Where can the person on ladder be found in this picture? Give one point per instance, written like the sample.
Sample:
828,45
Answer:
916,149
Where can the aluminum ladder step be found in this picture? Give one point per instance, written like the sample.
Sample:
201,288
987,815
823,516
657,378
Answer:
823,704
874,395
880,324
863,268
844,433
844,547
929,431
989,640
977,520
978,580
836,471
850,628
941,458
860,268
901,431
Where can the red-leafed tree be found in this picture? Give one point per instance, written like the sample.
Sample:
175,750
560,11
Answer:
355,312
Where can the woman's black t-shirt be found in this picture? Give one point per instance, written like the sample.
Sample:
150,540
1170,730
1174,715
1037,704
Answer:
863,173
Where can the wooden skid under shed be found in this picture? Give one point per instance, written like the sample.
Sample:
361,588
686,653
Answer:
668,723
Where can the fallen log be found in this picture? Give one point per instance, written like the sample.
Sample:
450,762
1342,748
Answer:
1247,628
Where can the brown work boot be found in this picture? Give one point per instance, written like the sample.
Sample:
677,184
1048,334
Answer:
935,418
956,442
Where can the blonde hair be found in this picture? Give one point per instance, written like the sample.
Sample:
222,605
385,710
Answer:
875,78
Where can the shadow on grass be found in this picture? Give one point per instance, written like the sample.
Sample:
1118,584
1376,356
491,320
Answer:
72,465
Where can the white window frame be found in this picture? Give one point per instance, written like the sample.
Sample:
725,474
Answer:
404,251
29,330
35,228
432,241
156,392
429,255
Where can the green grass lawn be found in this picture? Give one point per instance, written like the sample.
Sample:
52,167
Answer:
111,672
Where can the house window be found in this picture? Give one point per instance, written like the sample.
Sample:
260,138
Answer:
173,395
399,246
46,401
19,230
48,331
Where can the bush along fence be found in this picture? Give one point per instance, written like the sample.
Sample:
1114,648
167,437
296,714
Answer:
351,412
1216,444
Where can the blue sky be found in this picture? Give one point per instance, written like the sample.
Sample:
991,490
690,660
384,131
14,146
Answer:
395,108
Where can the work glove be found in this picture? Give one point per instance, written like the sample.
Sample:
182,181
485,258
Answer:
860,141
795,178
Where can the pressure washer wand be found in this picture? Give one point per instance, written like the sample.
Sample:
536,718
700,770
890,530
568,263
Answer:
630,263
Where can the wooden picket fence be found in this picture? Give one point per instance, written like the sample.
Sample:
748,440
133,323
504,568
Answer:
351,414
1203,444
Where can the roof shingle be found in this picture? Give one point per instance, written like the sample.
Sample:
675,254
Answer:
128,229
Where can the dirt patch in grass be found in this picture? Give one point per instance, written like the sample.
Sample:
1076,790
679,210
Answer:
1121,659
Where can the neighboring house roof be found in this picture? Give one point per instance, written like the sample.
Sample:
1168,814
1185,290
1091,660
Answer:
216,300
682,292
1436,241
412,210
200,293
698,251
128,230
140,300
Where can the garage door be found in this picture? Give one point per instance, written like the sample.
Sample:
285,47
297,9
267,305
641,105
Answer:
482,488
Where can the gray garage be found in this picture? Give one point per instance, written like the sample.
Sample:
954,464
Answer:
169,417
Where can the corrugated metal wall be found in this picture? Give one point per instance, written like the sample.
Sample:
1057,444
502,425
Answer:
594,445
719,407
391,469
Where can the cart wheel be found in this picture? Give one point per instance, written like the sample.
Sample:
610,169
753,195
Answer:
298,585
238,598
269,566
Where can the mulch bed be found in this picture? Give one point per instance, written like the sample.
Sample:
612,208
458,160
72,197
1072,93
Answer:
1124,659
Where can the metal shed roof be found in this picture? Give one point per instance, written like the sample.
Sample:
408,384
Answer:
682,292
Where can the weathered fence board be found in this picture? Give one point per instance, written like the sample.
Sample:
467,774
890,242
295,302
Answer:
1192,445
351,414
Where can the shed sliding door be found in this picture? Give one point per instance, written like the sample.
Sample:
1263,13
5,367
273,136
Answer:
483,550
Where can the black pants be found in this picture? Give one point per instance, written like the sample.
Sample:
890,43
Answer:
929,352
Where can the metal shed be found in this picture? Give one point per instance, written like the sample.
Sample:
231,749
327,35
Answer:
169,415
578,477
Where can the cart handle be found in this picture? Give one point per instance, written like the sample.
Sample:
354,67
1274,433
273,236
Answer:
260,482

◆ EXERCISE DETAILS
Word for word, write out every entry shown above.

◆ SOLUTION FOR THIS TASK
Where can the person on ladder be found in this picture? Give one point per instance, written like the sample.
Sample:
828,45
Answer:
916,149
Where can the aluminum ladder step be found in this picture? Give one point per instance, written like the sample.
Sample:
201,288
987,815
823,516
657,378
Answer:
823,704
874,395
880,324
863,268
844,433
844,547
929,431
989,640
977,520
978,580
836,471
850,628
941,458
860,268
901,431
Where can the red-leafed tree be found in this picture? Give one point per instance, written like the sample.
Sample:
175,750
560,11
Answer:
355,312
Where can the woman's black t-shirt be found in this picture? Give one point per instance, written like the sample.
Sample:
150,540
1170,730
1174,715
1037,704
Answer:
863,173
Where can the wooden skid under shed be found in this picture? Give one point per instance, written like the sample.
Sample:
361,588
686,653
Answer:
668,723
Where can the fallen log be found in this picture? Give one point per instance, written like the sample.
Sample:
450,762
1342,748
Answer:
1247,628
Where can the brown work boot be found in this picture? Give one point per instance, written like the sample.
Sample:
677,184
1048,334
Answer:
935,418
956,442
Where can the blonde hair be found in this picture? Give one point per instance, written like the sample.
Sample:
222,605
385,710
Answer:
875,78
Where can the shadow on grass be found in this picture? Give one point per instance, written like the sample.
Sample:
1118,584
1376,356
491,320
Answer:
72,465
Where can the white window frame be found in this picture? Give one point per instance, written like the sample.
Sample:
725,474
Answer:
404,251
29,330
35,228
432,241
156,392
429,255
Where can the green grass lawn be found in this picture? Give one point per instance, written like the sample.
Sample:
52,167
Answer:
111,672
Where can the house window be found in this picture? Give one point per instance, written like the sample.
Sample:
260,138
Answer:
173,395
399,246
46,401
19,230
48,331
Where can the bush along fence be found in this picture? Give one point per instance, written like the sample.
Sample:
1114,648
167,437
296,714
Answer:
351,412
1216,444
Where can the blue sky be found in this picture? Give one point per instance, written like the sample.
Sample:
991,490
690,660
384,131
14,146
Answer:
395,108
Where can the work glove be found in this picture? Give one point per instance, written like the sample.
Sample:
182,181
485,258
Answer:
860,141
795,178
Where can the pressure washer wand be found in this picture? Give one point per instance, written like the sample.
Sample:
536,718
700,770
890,530
568,263
Answer:
630,263
Where can the wooden picket fence be found in this picture? Give one point per instance, written like the sample.
Sample:
748,440
133,323
504,568
Answer:
351,414
1203,444
Where can the roof shingle be found in this picture? Give one point per instance, written like the sample.
Sample:
675,254
Answer:
128,229
Where can the dirt patch in grass be found in this picture? Give one point per instance, written like the sample.
Sample:
1076,790
679,210
Answer:
1121,659
Where can the neighboring house roof be found in this picture? Give one point per instance, written like the sample.
Sample:
1168,814
1185,290
1091,660
Answer:
216,300
682,292
1436,241
412,210
200,293
698,251
128,230
140,300
Where can the garage door be found in this picture? Give one point per instance, written like the sample.
Sample:
285,47
297,9
267,305
641,105
Answer:
482,488
Where can the gray garage be found in this picture? Give one point per instance, written like the sample.
Sample:
954,464
Answer:
169,417
Where can the corrugated metal wall be found in this picture? Give one point per instance, written like the sample.
Sample:
1057,444
502,425
Answer:
594,445
719,407
391,469
Where can the cart wheel be found in this picture? Give one point per instance, written like the sample.
Sample:
610,169
753,195
Answer:
298,585
238,598
269,566
Where can the mulch bed be found in this picture? Give one point per instance, written like the sample.
Sample:
612,208
458,160
72,197
1072,93
Answer:
1124,659
Where can the metal shed roof be found in this picture? Give one point per instance, written like the sample.
Sample:
408,384
Answer:
682,292
Where can the weathered fence board be found in this picture? Give one point per instance, written like the sample.
Sample:
467,774
890,242
295,302
Answer:
1192,445
351,414
Where can the shed sliding door be found in this picture? Give one point per instance, written like the sample.
Sample:
1263,13
5,367
273,136
Answer:
483,550
Where can the black pants be found in this picture? Give one point per instance, written like the sample.
Sample:
890,43
Answer:
929,352
Where can the metal shed be found in this picture? Give one point per instance, written like the sample.
Sample:
231,749
327,35
Answer:
169,415
578,477
Where can the cart handle be found in this picture? Give one point per instance, written like the sample.
Sample:
354,67
1274,433
273,236
Answer:
260,482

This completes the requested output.